──────── Testo della pagina ────────

22 luglio 2013 Nel secondo anniversario delle stragi di Oslo e dell’isola di Utoya
Prendo la parola in Aula per tentare di sanare una ferita che ha segnato il nostro Paese ed anche il nostro Parlamento. Il 22 luglio 2011, come lei ha detto, Anders Behring Breivik, un fanatico nazionalista xenofobo di estrema destra, uccise con una autobomba otto persone ad Oslo. Poi si recò nell’isola di Utoya, dove trucidò, uno ad uno, 69 giovani laburisti innocenti, disarmati, molti minorenni. Vestito da poliziotto radunò i ragazzi con voce suadente: venite, c’è stato un attentato ad Oslo, vi voglio proteggere. E fu la loro fine.
Il bilancio della mattanza di Utoya fu di 69 morti e 33 feriti. Di solito il numero dei feriti è superiore a quello dei morti, ma non in questo caso. Breivik, con ferocia inaudita, finì i feriti agonizzanti con un colpo alla testa, uno per uno. Ma cosa successe in Italia nel luglio 2011 ? I fatti sono descritti con precisione da Luca Mariani nel suo libro «Il silenzio sugli innocenti».

────────

Richiesta scritta 1: Traduca in inglese la frase «Il bilancio della mattanza di Utoya fu di 69 morti e 33 feriti.», tratta dal testo della pagina.
Il testo della pagina e i record costituiscono materiali distinti e indipendenti.

──────── Materiale fornito ────────

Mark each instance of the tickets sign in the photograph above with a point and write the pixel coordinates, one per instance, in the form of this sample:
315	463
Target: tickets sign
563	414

────────
──────── Materiale fornito ────────

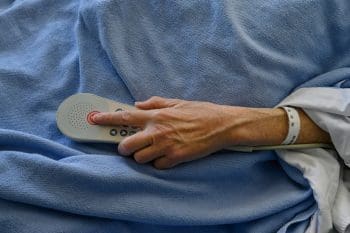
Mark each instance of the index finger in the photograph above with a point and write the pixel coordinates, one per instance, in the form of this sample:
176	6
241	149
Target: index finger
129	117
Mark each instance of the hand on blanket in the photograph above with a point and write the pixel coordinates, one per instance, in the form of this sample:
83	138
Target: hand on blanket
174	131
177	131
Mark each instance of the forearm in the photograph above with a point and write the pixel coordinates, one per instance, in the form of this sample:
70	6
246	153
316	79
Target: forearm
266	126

────────
──────── Materiale fornito ────────

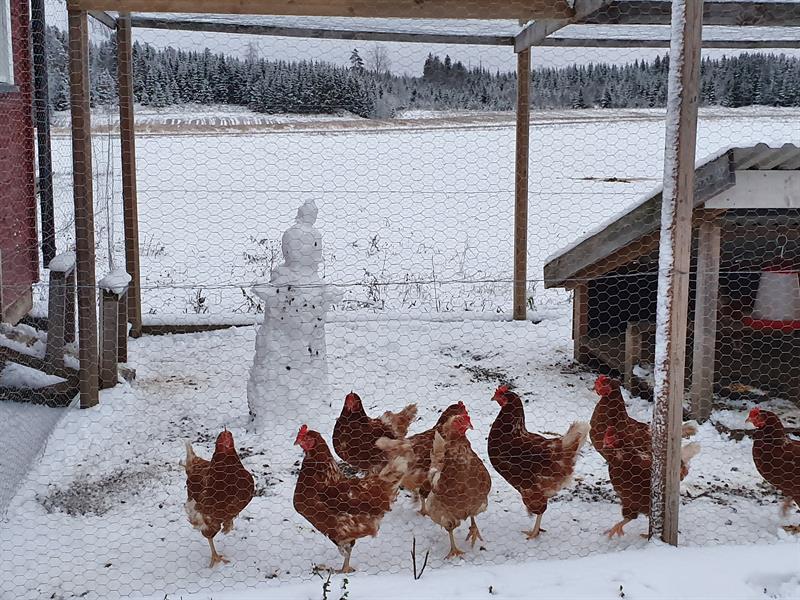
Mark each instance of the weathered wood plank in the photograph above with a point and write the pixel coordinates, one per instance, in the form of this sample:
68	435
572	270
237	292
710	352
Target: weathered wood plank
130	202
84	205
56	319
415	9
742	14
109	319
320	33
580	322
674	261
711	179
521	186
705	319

────────

Richiesta scritta 2: Conti le righe dei record che contengono la stringa "Mark" e ne riporti soltanto il numero.

Soluzione 1: The toll of the Utoya massacre was 69 dead and 33 wounded.

Soluzione 2: 5